_PARTS OF THE EXERCISE_
[1] In the article on flexible seating below, rewrite the paragraph beginning "Teachers are using their own money" as a short bulleted list that keeps its main facts.
[2] List every person named in the article on flexible seating below.
====== SUPPLIED TEXT
Students in teacher Matt Morone’s English 2 class at Pascack Valley Regional High School in New Jersey sit in varied types of furniture, from group desks to cushioned chairs and a booth one might find in a café or restaurant.
—Ryan Collerd for Education Week
But experts and educators say there is more to it than just moving desks around
Peek into the buildings in Pascack Valley Regional High School District and you’ll see diner-like booths to help with collaboration in one classroom, stadium seating in another, and in others, soft seating, including couches and bean bag chairs. The hallways are lined with bistro tables, and teachers are encouraged to take classes outside.
The northern New Jersey district, which includes two high schools, is on the leading edge of a nationwide trend that’s hard to miss if you’re an educator on Instagram or Pinterest: flexible seating.
Teachers are using their own money and scouring thrift shops for rocking chairs and mats, in order to give students a cozy alternative to desks in rows. Districts are pouring tens of thousands of dollars into revamping classrooms to get away from the traditional seating arrangements. A district in Colorado has even designed a professional-development course that helps educators make the most of their classroom spaces.
The idea behind the trend, which was partly inspired by efforts to make workplace seating more flexible for adults: to make students feel more comfortable, to create more opportunities for them to collaborate with peers, and perhaps, to get them more involved in their learning.
“It’s important for students, when they are spending hours in school, to be not just sitting behind a laptop, not just sitting in rows of desks, but getting up, moving, to increase engagement,” said Erik Gundersen, the superintendent of the Pascack Valley district. He’s such a believer in the idea that he’s spent up to $12,000 a year for the past five years helping three to four teachers annually remake their classrooms. He even conducted his doctoral dissertation research on the topic.
But other educators say the approach has led to classroom-management disasters. And some experts are skeptical that the approach is backed up by any meaningful research.
Changes to a physical environment could have an impact on students and teachers, said Dan Willingham, a professor of psychology at the University of Virginia. But it’s really hard to document just how much of an effect it has on student achievement or even on things like collaboration and communication, he added. That’s because there are so many factors that are likely to be more important, including the educator and his or her teaching style.
His advice to districts: Don’t shell out tens of thousands of dollars to consultants who say they can help change learning environments, which, in turn, will improve achievement.
Upsides and Downsides
Andy Calkins, the director of Next Generation Learning Challenges, which offers districts competitive grants to revamp their schools, had a similar take.
============
====== DATASET ENTRIES
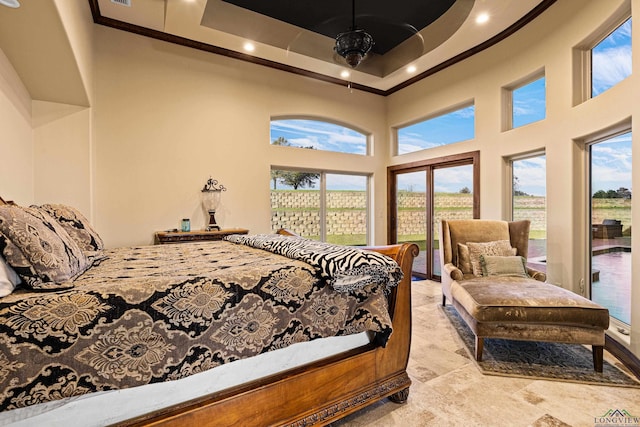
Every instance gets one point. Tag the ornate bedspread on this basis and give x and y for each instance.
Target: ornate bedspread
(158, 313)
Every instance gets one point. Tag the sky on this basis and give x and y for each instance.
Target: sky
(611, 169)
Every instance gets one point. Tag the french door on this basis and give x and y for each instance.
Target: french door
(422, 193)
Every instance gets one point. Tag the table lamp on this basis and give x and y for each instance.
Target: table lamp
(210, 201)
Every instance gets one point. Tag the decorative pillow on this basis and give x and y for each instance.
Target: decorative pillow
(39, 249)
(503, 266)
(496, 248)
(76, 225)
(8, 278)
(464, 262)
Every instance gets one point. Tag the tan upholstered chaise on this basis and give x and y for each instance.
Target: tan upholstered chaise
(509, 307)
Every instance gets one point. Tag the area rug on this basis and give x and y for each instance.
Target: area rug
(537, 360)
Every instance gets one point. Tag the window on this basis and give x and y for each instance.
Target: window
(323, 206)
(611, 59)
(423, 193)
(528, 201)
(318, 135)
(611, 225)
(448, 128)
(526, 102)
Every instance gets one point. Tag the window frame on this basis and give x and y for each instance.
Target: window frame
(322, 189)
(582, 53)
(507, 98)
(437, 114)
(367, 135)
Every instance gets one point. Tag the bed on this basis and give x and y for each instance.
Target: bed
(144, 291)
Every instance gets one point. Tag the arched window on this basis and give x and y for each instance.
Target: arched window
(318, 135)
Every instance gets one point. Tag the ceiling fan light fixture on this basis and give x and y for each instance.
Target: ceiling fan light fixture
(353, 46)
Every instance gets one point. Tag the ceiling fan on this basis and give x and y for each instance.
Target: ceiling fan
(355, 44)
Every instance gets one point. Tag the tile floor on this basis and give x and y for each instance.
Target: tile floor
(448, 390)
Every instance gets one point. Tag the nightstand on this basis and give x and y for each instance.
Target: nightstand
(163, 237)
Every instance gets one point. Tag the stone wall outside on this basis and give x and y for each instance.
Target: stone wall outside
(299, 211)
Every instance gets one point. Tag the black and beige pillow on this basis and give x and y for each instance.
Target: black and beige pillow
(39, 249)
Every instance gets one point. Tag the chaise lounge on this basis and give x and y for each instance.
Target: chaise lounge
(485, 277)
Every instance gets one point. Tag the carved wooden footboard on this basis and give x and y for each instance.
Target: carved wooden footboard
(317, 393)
============
====== DATASET ENTRIES
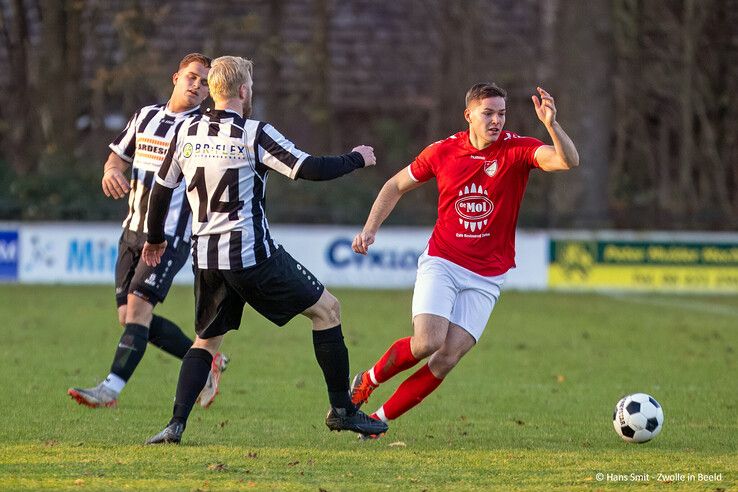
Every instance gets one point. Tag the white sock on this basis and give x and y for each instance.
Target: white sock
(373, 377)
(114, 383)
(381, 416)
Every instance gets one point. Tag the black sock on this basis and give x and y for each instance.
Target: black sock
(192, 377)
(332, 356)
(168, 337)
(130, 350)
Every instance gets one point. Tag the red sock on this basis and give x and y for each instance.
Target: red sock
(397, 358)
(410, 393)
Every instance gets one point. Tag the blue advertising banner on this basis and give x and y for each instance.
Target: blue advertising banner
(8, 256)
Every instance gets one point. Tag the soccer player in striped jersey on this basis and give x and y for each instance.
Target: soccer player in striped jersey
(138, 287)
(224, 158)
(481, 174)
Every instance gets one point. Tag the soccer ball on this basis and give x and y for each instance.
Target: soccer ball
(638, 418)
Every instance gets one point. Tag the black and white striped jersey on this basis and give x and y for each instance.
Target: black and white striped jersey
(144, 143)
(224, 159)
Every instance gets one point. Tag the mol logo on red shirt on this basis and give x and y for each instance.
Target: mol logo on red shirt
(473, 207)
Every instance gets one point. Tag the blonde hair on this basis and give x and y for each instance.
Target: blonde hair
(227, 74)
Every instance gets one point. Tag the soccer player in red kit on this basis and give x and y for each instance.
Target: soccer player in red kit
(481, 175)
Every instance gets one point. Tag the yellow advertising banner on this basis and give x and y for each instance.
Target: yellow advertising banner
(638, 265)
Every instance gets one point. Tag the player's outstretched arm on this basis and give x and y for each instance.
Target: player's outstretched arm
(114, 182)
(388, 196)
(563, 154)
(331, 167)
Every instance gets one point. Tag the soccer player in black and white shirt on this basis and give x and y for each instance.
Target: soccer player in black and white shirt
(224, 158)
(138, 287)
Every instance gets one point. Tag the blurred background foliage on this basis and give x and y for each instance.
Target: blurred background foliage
============
_NUMBERED RESPONSES_
[1]
- Teachers spend their own money and search thrift shops for rocking chairs and mats so students have a cozy alternative to desks in rows.
- Districts spend tens of thousands of dollars redesigning classrooms to move away from traditional seating.
- A Colorado district has designed a professional-development course that helps educators make the most of their classroom spaces.

[2]
- Matt Morone
- Ryan Collerd
- Erik Gundersen
- Dan Willingham
- Andy Calkins